:: TO DO ::
Write out, word for word, the stretch of the story about Anne and Joe below from "Meanwhile Anne grew" through "Anne was pregnant.".

>> Start DOCUMENT TEXT

Meanwhile Anne grew frantic. Joe often traveled for work, but she’d been expecting him home days ago. She stared outside at the birds building their spring nests and felt numb with sorrow. It was in that moment of utter despair that she was seized by a sort of paranormal vision that left her with hope for motherhood and a desperate urge to go looking for her husband. Joe had a similar experience on the hillside, and he immediately sped home. The two met up at the city limits, where they were stunned by each other’s accounts of what they could only describe as a divine message. Flushed with the heat of hope and desire, they raced home. The next morning, Anne was pregnant.

Nine months later she had a healthy baby girl who proved to be exceptional. She could walk seven steps by six months of age, and when she was three, Anne and Joe presented her to their priest. He predicted big things for the girl.

Sometime between her 12th and 14th birthdays, the girl was ready to follow in her mother’s footsteps toward an early marriage. The priest summoned a handful of eligible bachelors. One of them was a carpenter named Joseph, an older man and a widower. As the group convened, a dove somehow emerged miraculously from Joseph’s staff, and perched on his head. The priest pronounced Joseph to be the one God had chosen to be the husband of the young woman.

>> End DOCUMENT TEXT
>> Start PROVIDED INFORMATION

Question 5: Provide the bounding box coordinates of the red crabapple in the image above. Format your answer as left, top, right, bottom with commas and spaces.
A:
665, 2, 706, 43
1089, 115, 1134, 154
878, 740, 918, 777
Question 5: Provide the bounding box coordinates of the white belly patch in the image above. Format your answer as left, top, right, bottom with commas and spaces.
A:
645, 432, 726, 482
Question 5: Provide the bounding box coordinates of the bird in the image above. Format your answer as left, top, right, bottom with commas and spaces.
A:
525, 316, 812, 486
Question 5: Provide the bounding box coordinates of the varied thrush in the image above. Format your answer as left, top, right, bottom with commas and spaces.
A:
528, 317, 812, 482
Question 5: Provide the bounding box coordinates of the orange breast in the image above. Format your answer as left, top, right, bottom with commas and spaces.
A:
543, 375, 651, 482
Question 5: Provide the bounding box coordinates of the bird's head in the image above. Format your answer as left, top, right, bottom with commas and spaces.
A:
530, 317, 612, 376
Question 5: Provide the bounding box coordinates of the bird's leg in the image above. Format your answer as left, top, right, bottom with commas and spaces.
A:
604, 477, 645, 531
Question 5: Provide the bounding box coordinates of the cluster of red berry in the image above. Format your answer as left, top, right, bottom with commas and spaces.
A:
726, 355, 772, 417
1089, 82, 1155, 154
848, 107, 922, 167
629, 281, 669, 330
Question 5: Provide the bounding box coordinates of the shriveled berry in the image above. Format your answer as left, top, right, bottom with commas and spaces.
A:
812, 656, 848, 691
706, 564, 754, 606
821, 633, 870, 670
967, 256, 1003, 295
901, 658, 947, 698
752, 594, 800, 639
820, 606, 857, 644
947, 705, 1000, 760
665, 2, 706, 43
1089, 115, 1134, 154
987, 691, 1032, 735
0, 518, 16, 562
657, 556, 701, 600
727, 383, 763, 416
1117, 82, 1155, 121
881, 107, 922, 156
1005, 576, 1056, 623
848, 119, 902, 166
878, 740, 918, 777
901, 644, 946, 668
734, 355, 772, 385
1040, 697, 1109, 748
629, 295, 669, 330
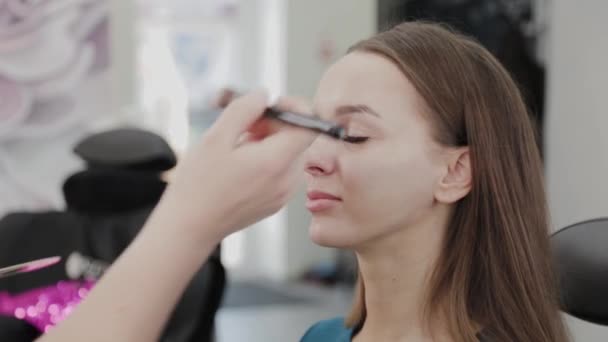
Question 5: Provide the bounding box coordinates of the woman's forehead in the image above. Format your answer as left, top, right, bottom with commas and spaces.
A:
314, 52, 417, 116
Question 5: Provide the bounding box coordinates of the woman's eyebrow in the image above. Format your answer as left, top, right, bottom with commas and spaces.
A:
335, 104, 381, 118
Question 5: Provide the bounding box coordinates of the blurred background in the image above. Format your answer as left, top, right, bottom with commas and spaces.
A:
0, 0, 608, 342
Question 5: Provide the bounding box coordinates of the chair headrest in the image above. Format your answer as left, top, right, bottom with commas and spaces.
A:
74, 128, 177, 171
551, 218, 608, 325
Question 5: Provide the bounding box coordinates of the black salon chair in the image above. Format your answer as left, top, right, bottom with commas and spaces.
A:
551, 218, 608, 325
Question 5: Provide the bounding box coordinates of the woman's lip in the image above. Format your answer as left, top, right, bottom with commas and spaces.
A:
307, 191, 342, 201
306, 191, 342, 213
306, 198, 340, 213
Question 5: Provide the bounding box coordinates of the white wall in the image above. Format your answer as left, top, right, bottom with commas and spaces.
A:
546, 0, 608, 342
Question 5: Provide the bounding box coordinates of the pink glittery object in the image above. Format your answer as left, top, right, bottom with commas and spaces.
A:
0, 281, 95, 332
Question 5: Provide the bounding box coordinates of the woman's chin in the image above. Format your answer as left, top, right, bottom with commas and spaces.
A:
308, 221, 352, 248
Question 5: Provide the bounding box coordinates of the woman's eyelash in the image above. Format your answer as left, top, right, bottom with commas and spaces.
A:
342, 135, 369, 144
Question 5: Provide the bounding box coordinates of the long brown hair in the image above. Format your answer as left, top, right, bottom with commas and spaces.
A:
346, 22, 568, 342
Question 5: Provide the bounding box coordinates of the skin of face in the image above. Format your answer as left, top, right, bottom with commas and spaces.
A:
305, 52, 446, 249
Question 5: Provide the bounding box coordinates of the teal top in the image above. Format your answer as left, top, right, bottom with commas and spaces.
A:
300, 318, 487, 342
300, 318, 354, 342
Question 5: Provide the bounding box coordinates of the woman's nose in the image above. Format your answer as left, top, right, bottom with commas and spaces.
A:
306, 137, 336, 176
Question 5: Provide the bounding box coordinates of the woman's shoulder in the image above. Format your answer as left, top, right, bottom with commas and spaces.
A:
300, 317, 353, 342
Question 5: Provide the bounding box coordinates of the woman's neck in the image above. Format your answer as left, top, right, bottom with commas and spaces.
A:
356, 212, 447, 341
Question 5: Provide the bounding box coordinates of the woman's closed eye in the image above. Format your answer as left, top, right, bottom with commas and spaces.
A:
342, 135, 369, 144
343, 121, 369, 144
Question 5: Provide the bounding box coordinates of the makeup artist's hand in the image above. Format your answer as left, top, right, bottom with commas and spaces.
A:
152, 92, 316, 243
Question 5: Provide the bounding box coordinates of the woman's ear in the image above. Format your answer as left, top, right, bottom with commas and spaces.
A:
435, 147, 473, 204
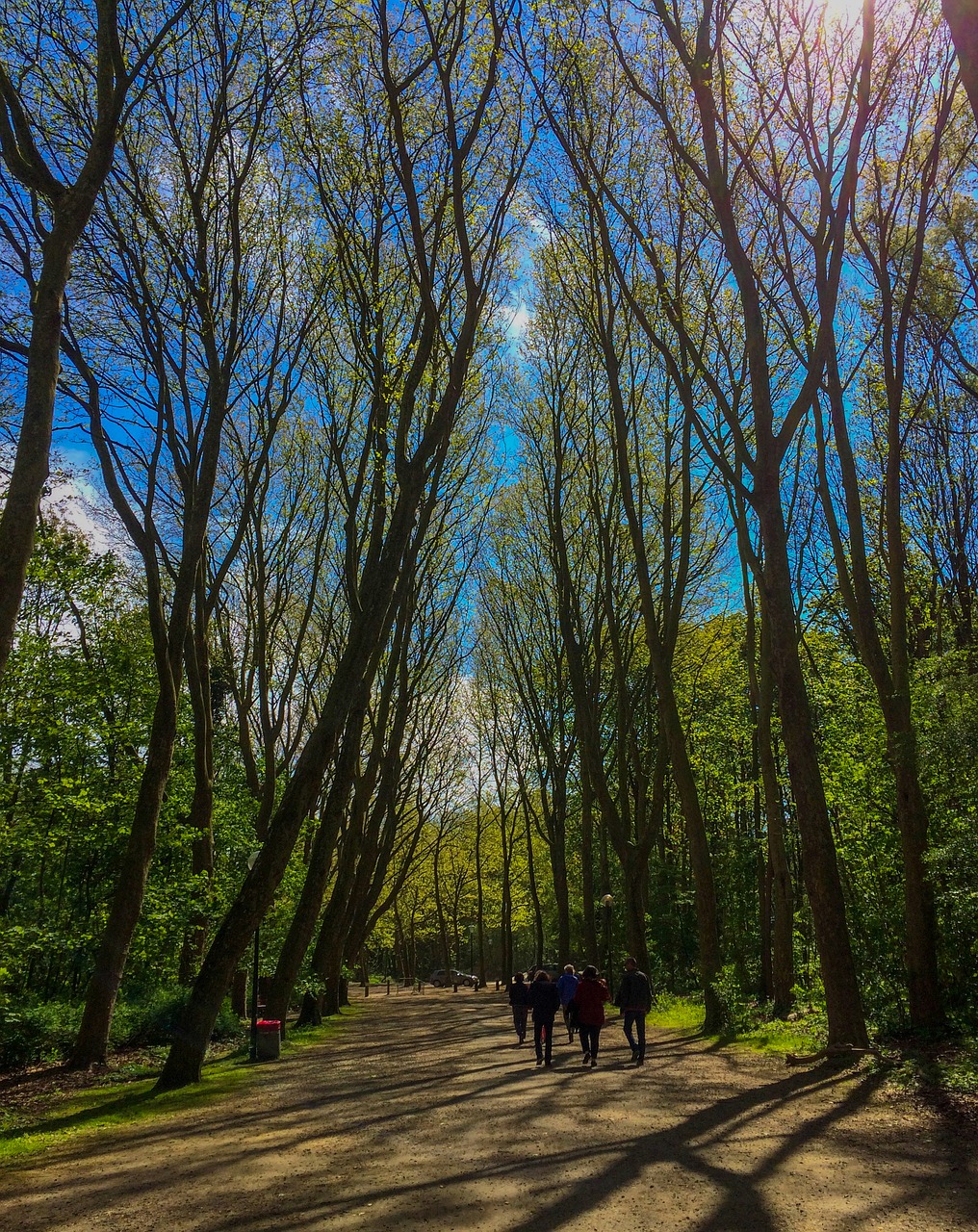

>> End PROVIDED INFORMATION

:: SOLUTION FOR THIS TASK ::
Meanwhile Anne grew frantic. Joe often traveled for work, but she’d been expecting him home days ago. She stared outside at the birds building their spring nests and felt numb with sorrow. It was in that moment of utter despair that she was seized by a sort of paranormal vision that left her with hope for motherhood and a desperate urge to go looking for her husband. Joe had a similar experience on the hillside, and he immediately sped home. The two met up at the city limits, where they were stunned by each other’s accounts of what they could only describe as a divine message. Flushed with the heat of hope and desire, they raced home. The next morning, Anne was pregnant.